## Instructions for the task:
Count how many of the lines below contain the string "blue", with case counting, and reply with that number alone.

## Exercise inputs:
-- start --

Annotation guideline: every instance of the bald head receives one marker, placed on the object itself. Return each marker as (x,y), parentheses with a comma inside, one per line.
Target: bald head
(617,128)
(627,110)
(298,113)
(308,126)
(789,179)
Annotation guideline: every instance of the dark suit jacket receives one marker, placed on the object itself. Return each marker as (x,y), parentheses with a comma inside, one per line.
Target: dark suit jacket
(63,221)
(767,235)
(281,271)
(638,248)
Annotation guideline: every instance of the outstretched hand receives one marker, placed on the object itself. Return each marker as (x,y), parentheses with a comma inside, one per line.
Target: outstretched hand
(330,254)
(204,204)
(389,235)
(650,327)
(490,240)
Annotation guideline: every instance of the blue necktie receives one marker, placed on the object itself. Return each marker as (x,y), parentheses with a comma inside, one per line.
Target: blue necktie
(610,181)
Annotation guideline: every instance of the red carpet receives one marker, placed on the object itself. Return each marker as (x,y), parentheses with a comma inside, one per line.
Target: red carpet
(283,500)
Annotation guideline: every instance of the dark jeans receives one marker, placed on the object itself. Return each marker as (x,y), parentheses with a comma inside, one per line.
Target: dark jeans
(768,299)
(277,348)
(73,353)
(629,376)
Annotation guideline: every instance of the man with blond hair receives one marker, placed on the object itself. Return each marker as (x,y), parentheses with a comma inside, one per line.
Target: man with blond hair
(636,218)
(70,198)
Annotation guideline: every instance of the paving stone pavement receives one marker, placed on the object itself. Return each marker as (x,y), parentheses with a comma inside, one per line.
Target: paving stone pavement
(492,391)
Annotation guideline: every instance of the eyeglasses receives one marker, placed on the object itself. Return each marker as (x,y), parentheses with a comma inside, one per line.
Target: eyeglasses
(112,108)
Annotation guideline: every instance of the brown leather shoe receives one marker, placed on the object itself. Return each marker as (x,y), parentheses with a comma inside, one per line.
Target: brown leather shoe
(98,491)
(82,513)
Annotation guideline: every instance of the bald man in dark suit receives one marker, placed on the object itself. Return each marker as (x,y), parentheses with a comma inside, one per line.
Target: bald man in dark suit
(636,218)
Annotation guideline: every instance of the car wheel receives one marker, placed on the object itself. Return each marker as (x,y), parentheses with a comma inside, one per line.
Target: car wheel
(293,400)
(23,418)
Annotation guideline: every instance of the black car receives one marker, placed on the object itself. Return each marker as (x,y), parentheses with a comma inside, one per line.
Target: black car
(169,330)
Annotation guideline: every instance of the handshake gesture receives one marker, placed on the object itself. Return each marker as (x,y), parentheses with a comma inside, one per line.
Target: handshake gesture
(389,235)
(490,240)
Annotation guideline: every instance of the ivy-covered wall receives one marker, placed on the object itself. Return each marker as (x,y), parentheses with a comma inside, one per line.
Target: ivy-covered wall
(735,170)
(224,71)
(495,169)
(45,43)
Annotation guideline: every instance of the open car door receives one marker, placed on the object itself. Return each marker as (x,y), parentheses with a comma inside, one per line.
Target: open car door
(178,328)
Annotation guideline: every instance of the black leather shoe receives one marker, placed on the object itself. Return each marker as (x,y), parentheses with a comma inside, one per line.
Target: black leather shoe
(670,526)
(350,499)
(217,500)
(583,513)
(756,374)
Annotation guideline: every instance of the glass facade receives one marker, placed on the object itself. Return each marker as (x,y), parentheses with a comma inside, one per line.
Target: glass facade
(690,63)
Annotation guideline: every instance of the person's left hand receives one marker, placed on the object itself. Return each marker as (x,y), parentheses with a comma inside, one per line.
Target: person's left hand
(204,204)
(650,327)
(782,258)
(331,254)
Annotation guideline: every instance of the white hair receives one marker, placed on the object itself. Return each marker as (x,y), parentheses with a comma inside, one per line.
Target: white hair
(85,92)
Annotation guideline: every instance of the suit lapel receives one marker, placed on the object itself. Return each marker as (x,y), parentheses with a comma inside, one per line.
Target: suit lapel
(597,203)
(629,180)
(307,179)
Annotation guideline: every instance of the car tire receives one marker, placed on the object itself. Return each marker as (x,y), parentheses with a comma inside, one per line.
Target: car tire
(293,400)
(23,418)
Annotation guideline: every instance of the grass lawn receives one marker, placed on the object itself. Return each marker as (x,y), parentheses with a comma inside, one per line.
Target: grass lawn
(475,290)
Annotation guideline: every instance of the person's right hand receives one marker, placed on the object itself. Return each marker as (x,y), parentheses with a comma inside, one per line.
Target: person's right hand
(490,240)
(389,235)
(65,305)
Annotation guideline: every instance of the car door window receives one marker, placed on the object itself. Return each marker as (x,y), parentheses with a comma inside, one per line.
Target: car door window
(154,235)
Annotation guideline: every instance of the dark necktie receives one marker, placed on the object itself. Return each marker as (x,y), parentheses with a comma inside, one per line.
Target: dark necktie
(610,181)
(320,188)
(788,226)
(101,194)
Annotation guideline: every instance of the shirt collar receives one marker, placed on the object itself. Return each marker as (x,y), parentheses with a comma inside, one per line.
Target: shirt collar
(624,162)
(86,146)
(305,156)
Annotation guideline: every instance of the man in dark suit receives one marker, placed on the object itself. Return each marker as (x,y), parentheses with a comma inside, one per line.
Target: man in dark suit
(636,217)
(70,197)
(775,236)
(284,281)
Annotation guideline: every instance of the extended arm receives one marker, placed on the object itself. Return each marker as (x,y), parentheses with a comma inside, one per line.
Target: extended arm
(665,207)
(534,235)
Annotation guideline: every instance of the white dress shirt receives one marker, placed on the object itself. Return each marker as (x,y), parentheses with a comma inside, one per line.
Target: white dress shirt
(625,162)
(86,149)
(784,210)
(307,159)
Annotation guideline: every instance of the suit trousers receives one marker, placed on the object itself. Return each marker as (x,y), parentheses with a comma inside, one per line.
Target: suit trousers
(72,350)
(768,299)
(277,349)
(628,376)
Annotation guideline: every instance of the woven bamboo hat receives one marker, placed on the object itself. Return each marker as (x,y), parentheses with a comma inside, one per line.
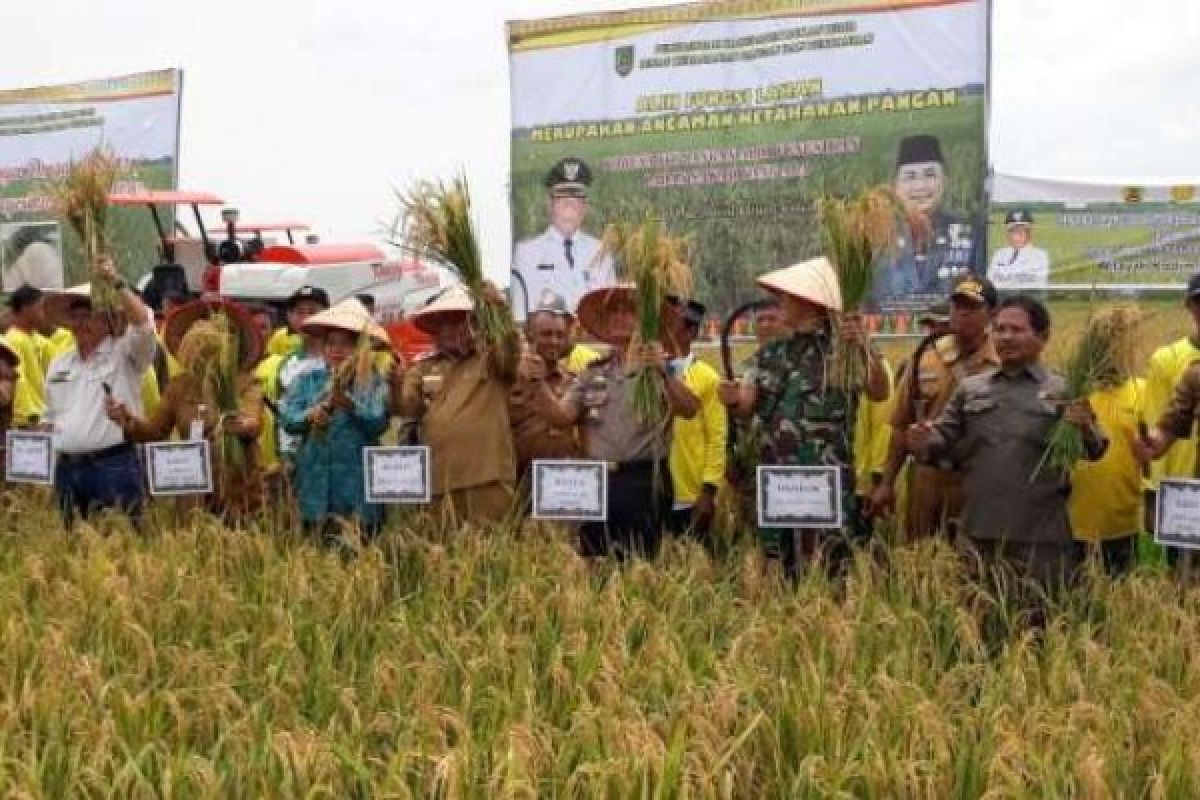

-- end --

## Answer:
2